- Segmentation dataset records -
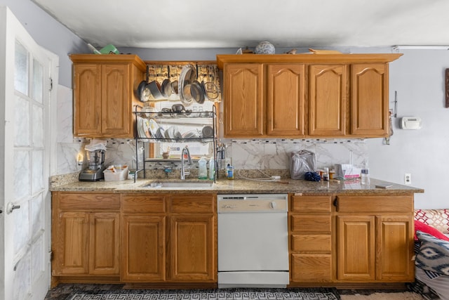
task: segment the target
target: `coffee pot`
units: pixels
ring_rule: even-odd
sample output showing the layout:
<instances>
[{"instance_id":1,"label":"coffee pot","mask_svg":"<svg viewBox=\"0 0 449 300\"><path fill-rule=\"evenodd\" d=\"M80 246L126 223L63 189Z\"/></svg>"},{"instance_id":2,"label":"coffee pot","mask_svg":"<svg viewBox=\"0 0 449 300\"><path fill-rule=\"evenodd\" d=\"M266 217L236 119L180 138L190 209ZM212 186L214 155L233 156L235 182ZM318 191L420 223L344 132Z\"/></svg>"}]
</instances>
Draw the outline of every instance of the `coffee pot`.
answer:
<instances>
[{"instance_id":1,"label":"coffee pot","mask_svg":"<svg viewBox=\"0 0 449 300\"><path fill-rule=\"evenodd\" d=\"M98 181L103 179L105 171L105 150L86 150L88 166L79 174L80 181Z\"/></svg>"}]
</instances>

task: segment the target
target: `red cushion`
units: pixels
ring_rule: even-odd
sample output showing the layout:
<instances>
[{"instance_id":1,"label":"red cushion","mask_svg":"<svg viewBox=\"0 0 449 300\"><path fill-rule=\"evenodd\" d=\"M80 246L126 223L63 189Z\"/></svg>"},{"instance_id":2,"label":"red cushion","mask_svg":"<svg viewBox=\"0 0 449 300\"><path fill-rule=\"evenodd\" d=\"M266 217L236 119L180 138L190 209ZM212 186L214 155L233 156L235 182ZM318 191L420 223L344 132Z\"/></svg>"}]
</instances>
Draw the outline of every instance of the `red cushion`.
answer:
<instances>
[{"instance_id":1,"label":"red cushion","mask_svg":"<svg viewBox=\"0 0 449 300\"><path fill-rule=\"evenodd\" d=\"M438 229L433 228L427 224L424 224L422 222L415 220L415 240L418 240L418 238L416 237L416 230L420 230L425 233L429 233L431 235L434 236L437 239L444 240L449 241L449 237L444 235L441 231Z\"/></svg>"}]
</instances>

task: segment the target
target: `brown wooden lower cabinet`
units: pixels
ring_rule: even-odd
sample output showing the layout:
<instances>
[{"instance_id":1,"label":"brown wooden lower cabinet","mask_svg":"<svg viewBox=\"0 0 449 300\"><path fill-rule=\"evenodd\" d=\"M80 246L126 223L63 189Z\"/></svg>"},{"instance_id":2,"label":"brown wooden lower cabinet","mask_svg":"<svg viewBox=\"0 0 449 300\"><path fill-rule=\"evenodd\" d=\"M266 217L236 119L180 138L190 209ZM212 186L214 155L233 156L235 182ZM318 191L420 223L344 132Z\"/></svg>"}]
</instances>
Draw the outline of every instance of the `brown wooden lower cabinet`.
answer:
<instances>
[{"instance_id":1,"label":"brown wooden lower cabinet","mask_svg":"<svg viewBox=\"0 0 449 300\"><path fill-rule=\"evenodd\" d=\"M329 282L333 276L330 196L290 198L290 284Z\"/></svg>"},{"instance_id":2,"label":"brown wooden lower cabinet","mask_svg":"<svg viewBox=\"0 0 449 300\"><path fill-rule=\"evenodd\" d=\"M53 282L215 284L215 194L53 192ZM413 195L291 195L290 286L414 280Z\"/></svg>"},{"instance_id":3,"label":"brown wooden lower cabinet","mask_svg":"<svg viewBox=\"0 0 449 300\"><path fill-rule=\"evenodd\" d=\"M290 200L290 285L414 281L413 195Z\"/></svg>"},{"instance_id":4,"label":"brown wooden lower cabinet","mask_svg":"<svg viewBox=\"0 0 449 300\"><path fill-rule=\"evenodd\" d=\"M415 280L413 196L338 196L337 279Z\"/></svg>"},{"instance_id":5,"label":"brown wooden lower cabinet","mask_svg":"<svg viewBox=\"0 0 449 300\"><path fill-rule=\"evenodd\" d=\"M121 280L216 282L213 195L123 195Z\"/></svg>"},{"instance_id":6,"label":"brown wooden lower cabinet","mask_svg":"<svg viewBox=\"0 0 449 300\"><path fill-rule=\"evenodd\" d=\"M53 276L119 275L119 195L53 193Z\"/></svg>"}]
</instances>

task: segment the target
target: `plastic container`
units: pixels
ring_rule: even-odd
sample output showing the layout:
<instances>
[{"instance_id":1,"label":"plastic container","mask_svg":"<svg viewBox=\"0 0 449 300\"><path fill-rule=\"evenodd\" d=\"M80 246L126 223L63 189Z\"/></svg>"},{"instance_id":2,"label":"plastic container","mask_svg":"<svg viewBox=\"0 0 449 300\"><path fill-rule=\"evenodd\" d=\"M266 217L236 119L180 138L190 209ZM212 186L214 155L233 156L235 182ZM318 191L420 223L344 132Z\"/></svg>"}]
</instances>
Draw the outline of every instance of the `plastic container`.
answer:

- Instructions for the task -
Pick out each line of the material above that contains the word "Draw", and copy those lines.

- The response -
Draw the outline of every instance of the `coffee pot`.
Draw the outline of every instance of the `red cushion`.
Draw the outline of every instance of the `brown wooden lower cabinet`.
Draw the outline of every instance of the `plastic container`.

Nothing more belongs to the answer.